## [Extrait à lire]
C'était ce matin sur France Culture, Emission Répliques, la présentation de l'oeuvre de Emmanuel Lévinas, à propos de l'édition de ses Oeuvres complètes, et notamment de ses Carnets de captivité.
"Le pathétique de l'amour consiste dans une dualité insurmontable des êtres..."
Pour ceux qui voudraient s'initier à la philosophie de E. Lévinas, qui n'est pas d'un abord facile, je recommande le très limpide : La sagesse de l'amour, de Alain Finkielkraut, et aussi les livres magnifiques, mais difficiles, de Catherine Chalier: De l'intranquillité de l'âme ou encore : Pour une morale au delà du savoir.
4 commentaires:
J'ai repensé à la phrase de Dostoievski qu'Emmanuel Levinas commente dans Ethique et infini: "je suis responsable de tout et de tous et moi plus que les autres".
Aujourd'hui on entends:
- "Je ne suis responsable de rien, de personne et moi je suis la victime innocente des autres"
- "Je ne suis responsable de rien, de personne et moi je m'en fou: après moi, le déluge"
- "Je ne suis responsable de rien, de personne et je n'y peux rien, c'est le monde"

## [Informations extraites]
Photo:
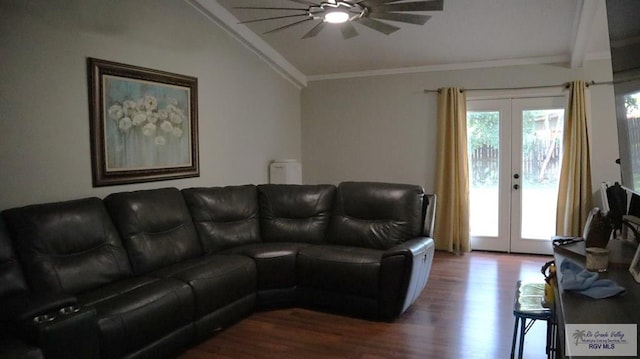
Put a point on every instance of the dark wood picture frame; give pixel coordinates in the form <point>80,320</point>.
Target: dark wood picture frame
<point>143,123</point>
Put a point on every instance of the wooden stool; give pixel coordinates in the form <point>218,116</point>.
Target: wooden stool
<point>528,308</point>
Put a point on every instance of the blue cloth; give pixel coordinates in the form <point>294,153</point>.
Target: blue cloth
<point>580,280</point>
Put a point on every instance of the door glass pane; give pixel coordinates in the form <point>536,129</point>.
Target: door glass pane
<point>632,108</point>
<point>541,154</point>
<point>483,142</point>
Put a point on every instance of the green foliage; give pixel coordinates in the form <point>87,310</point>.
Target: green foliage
<point>483,134</point>
<point>631,103</point>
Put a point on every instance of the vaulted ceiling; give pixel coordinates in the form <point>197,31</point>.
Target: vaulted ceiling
<point>467,33</point>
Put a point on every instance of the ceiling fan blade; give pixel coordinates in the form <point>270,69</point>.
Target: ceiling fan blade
<point>396,16</point>
<point>305,2</point>
<point>267,8</point>
<point>287,26</point>
<point>378,25</point>
<point>348,31</point>
<point>372,3</point>
<point>432,5</point>
<point>314,30</point>
<point>271,18</point>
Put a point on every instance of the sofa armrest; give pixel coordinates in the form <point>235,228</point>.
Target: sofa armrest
<point>412,247</point>
<point>404,271</point>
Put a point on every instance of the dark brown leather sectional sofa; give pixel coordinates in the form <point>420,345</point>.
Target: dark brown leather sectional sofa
<point>145,274</point>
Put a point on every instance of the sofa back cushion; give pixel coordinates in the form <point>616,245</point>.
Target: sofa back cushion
<point>376,215</point>
<point>67,247</point>
<point>11,277</point>
<point>224,216</point>
<point>155,226</point>
<point>295,213</point>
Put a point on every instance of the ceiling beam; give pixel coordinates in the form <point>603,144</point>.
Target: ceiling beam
<point>225,20</point>
<point>585,17</point>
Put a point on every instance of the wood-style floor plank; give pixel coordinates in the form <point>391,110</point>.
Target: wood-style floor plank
<point>464,312</point>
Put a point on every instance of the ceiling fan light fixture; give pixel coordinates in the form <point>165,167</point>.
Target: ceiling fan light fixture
<point>336,16</point>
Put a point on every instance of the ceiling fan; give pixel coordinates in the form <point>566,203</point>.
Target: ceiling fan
<point>344,13</point>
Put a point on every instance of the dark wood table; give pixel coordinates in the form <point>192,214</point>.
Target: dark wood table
<point>574,308</point>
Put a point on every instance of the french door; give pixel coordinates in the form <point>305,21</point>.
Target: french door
<point>514,167</point>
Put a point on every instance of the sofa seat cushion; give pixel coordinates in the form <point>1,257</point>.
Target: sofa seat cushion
<point>136,312</point>
<point>376,215</point>
<point>155,226</point>
<point>276,262</point>
<point>224,217</point>
<point>342,269</point>
<point>216,280</point>
<point>295,213</point>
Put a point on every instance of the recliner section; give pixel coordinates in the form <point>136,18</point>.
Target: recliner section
<point>144,274</point>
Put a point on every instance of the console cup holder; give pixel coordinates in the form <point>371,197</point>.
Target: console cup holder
<point>69,310</point>
<point>44,318</point>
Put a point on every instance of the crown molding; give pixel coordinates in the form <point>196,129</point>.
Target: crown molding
<point>227,22</point>
<point>445,67</point>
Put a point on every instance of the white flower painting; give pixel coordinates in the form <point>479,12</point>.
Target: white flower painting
<point>146,124</point>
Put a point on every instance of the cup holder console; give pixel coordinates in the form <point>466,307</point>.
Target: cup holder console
<point>69,310</point>
<point>50,317</point>
<point>44,318</point>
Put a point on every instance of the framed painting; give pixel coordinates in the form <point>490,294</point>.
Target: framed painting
<point>144,124</point>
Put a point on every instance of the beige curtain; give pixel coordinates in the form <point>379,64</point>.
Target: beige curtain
<point>451,231</point>
<point>574,193</point>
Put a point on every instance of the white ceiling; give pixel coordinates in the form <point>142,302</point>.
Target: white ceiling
<point>467,33</point>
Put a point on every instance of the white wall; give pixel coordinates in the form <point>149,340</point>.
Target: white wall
<point>248,114</point>
<point>383,128</point>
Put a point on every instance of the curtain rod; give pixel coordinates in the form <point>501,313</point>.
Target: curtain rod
<point>565,85</point>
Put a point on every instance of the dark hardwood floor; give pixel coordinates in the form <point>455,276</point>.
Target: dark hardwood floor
<point>464,312</point>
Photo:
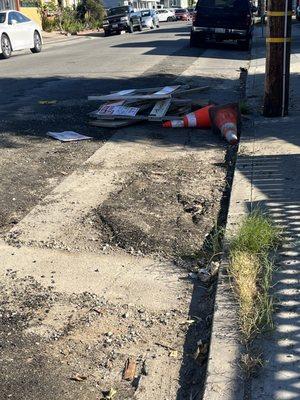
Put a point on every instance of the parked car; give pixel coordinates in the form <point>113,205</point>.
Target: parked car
<point>182,14</point>
<point>149,19</point>
<point>165,15</point>
<point>18,32</point>
<point>191,11</point>
<point>298,13</point>
<point>121,19</point>
<point>223,20</point>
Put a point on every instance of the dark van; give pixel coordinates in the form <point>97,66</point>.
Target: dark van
<point>223,20</point>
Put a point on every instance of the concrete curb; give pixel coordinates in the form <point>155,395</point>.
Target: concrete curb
<point>66,39</point>
<point>224,379</point>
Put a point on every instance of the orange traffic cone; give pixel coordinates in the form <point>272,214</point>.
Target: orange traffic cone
<point>225,118</point>
<point>198,119</point>
<point>178,123</point>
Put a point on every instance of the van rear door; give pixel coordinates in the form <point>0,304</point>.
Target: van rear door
<point>228,14</point>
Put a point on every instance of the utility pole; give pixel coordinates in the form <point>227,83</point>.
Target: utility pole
<point>278,42</point>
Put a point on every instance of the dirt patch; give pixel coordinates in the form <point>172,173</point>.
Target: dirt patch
<point>164,208</point>
<point>94,341</point>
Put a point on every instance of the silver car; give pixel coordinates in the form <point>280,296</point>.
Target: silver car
<point>149,19</point>
<point>18,32</point>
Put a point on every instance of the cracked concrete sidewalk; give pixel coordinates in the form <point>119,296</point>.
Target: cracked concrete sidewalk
<point>266,175</point>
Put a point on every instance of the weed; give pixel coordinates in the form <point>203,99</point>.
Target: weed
<point>251,363</point>
<point>257,235</point>
<point>251,269</point>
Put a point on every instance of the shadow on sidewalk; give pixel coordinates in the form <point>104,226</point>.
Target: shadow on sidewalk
<point>276,190</point>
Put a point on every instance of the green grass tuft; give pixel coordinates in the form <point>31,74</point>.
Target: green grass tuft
<point>251,269</point>
<point>257,235</point>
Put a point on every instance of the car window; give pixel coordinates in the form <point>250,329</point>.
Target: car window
<point>12,16</point>
<point>2,17</point>
<point>118,10</point>
<point>22,18</point>
<point>226,4</point>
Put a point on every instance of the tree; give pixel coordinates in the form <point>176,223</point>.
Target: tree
<point>91,12</point>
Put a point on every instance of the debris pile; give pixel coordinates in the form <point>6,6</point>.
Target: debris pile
<point>170,105</point>
<point>150,104</point>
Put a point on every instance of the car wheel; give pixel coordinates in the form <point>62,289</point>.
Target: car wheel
<point>37,43</point>
<point>130,28</point>
<point>245,44</point>
<point>5,46</point>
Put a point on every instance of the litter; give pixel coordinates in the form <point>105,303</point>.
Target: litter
<point>68,136</point>
<point>108,394</point>
<point>129,370</point>
<point>47,102</point>
<point>205,274</point>
<point>78,378</point>
<point>131,106</point>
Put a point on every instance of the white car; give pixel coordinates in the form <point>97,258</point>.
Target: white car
<point>149,19</point>
<point>165,15</point>
<point>17,32</point>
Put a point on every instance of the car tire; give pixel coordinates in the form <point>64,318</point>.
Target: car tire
<point>245,45</point>
<point>37,43</point>
<point>5,46</point>
<point>194,42</point>
<point>130,28</point>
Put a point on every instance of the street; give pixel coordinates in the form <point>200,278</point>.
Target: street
<point>98,240</point>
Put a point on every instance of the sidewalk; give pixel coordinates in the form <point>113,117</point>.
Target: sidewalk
<point>272,166</point>
<point>57,37</point>
<point>266,175</point>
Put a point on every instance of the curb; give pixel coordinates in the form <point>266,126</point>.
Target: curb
<point>224,379</point>
<point>67,39</point>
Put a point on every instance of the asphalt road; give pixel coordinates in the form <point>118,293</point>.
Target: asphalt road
<point>32,164</point>
<point>55,202</point>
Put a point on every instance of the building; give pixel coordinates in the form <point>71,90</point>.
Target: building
<point>145,4</point>
<point>8,4</point>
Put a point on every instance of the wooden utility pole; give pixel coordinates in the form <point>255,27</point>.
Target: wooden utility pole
<point>278,42</point>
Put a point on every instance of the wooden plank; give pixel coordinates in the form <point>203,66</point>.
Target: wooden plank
<point>180,93</point>
<point>160,108</point>
<point>131,97</point>
<point>109,123</point>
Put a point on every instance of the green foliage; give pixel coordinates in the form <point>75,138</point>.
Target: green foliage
<point>251,267</point>
<point>91,12</point>
<point>69,22</point>
<point>257,235</point>
<point>48,13</point>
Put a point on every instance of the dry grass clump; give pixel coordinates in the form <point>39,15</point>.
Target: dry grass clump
<point>251,268</point>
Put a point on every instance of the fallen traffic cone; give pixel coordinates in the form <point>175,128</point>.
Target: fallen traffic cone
<point>178,123</point>
<point>198,119</point>
<point>226,119</point>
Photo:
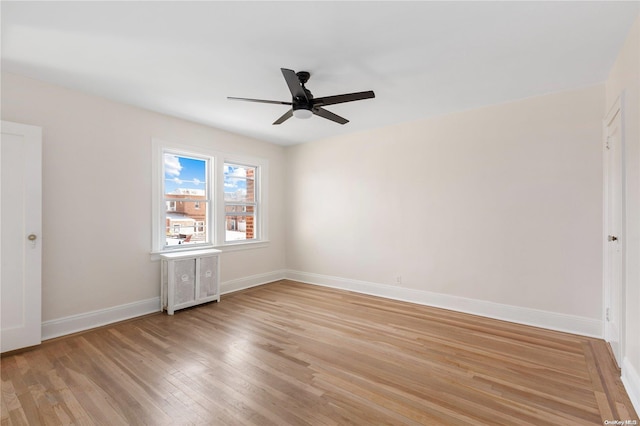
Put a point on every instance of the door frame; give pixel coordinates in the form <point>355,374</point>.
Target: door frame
<point>30,333</point>
<point>616,109</point>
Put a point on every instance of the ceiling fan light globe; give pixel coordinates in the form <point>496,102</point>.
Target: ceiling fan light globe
<point>302,113</point>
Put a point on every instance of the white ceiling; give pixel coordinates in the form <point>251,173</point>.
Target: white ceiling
<point>421,58</point>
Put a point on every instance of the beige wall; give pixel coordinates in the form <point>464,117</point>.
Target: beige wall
<point>625,78</point>
<point>501,204</point>
<point>97,153</point>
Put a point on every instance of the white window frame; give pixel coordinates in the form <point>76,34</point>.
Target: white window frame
<point>257,204</point>
<point>216,214</point>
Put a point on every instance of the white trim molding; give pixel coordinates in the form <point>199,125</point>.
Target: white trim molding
<point>631,381</point>
<point>538,318</point>
<point>86,321</point>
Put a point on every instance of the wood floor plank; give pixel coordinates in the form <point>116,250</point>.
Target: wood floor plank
<point>288,353</point>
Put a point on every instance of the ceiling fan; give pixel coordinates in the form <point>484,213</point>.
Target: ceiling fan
<point>303,104</point>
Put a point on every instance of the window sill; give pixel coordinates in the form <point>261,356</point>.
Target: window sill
<point>156,255</point>
<point>251,245</point>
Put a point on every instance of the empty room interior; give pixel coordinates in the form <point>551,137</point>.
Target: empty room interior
<point>320,213</point>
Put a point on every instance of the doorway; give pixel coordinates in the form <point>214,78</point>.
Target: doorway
<point>614,244</point>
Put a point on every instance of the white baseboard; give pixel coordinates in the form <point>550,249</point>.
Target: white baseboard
<point>81,322</point>
<point>534,317</point>
<point>631,380</point>
<point>86,321</point>
<point>251,281</point>
<point>551,320</point>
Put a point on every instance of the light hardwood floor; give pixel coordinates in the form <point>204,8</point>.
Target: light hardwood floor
<point>294,354</point>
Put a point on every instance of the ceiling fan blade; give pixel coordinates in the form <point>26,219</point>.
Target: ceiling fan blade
<point>287,115</point>
<point>329,115</point>
<point>294,84</point>
<point>262,101</point>
<point>348,97</point>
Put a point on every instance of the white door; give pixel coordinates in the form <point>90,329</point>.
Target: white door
<point>614,245</point>
<point>20,233</point>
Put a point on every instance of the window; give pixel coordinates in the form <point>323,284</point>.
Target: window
<point>240,202</point>
<point>187,197</point>
<point>205,198</point>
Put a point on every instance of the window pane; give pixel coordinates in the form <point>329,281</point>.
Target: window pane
<point>185,196</point>
<point>185,175</point>
<point>239,228</point>
<point>186,224</point>
<point>239,209</point>
<point>239,183</point>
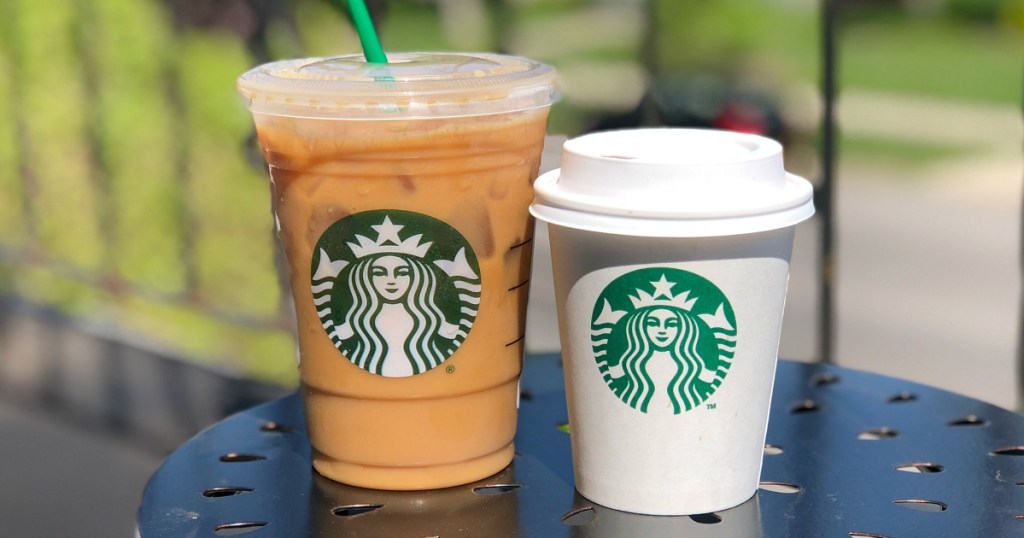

## [Consignes]
(A) Transcrivez sans rien changer le passage du texte sur Lévinas qui commence aux mots « C'était ce matin » et s'arrête après les mots « delà du savoir. ».
(B) Reprenez le texte sur Lévinas à la suite de sa dernière phrase et poursuivez-le.
Les entrées ne sont pas nécessaires pour faire ce travail.

## [Exercices corrigés]
(A)
C'était ce matin sur France Culture, Emission Répliques, la présentation de l'oeuvre de Emmanuel Lévinas, à propos de l'édition de ses Oeuvres complètes, et notamment de ses Carnets de captivité.
"Le pathétique de l'amour consiste dans une dualité insurmontable des êtres..."
Pour ceux qui voudraient s'initier à la philosophie de E. Lévinas, qui n'est pas d'un abord facile, je recommande le très limpide : La sagesse de l'amour, de Alain Finkielkraut, et aussi les livres magnifiques, mais difficiles, de Catherine Chalier: De l'intranquillité de l'âme ou encore : Pour une morale au delà du savoir.

(B)
Si la phrase de Dostoievski a un sens, je la modifierai aussi, car elle est fondée sur une éthique qui reste la culpabilité. A la place, on pourrait dire:
"je suis responsable de tout et de tous, et moi plus que les autres. Je peux faire quelque chose de cette charge, par mes techniques et par où j'ai prise, si petit que je puisse être!".
Merci de m'avoir rappelé ce texte dont j'avais oublié l'origine exacte. je vais faire demain un billet sur la responsabilité.
Pour moi la technique n'est pas la solution, mais le pb (cf Heidegger et Michel Henry, "La barbarie")
Le contexte exacte de la citation se trouve chez Dostoievski dans les frères Karamazov, si mes souvenirs sont bons.
Il y a le fameux passage où Ivan Karamazov annonce "si Dieu n'existe pas, tout est permis", puis son long poème où il défend sa position athée.
Ensuite se trouve la réponse à cette position à travers l'histoire du staretz. C'est dans cette réponse que l'on trouve cette phrase sur la responsabilité.
L'argumentation d'Ivan est très bonne, reste sa déclaration moins athée que nihiliste. Le livre en appelle à la responsabilité au delà du nihilisme mais le personnage censé incarner cette nouveauté reste assez peu défini: Aliocha.
Je fais une lecture hérétique: Yvan a raison, et à partir de la mort de dieu, il faut inventer un autre mode de responsabilité. Ce personnage qui ne vient pas, qui n'en finit pas de ne pas venir, c'est celui qui pourrait dire: ce qui est permis dépend d'une "posologie" car la technique est à la fois le problème et la solution. Si Dieu n'existe pas, il n'y a plus une grammaire unifiée du monde, mais il y a des grammaires, à agencer selon une pharmacopée.
Mais d'autres positions sont possibles -comme celle de Lévinas-, bien entendu...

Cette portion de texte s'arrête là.